→ **Set problem**
Turn the lines of the listing below into a numbered list, omitting any blank lines.

--- Start ---

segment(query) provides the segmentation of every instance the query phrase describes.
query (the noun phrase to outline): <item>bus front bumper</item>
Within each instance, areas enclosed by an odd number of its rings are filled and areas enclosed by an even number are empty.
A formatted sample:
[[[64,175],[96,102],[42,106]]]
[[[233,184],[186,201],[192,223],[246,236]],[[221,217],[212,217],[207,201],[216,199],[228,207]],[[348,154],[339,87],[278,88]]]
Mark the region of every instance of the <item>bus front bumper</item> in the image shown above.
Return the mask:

--- End ---

→ **Solution**
1. segment(query) provides the segmentation of every instance the query phrase describes.
2. query (the noun phrase to outline): <item>bus front bumper</item>
3. Within each instance, areas enclosed by an odd number of its rings are filled and areas enclosed by an even number are empty.
4. A formatted sample:
5. [[[64,175],[96,102],[42,106]]]
6. [[[233,184],[186,201],[192,223],[246,236]],[[221,217],[212,217],[207,201],[216,199],[228,207]],[[348,154],[339,87],[278,88]]]
7. Mark the region of every instance of the <item>bus front bumper</item> in the image shown above.
8. Return the mask:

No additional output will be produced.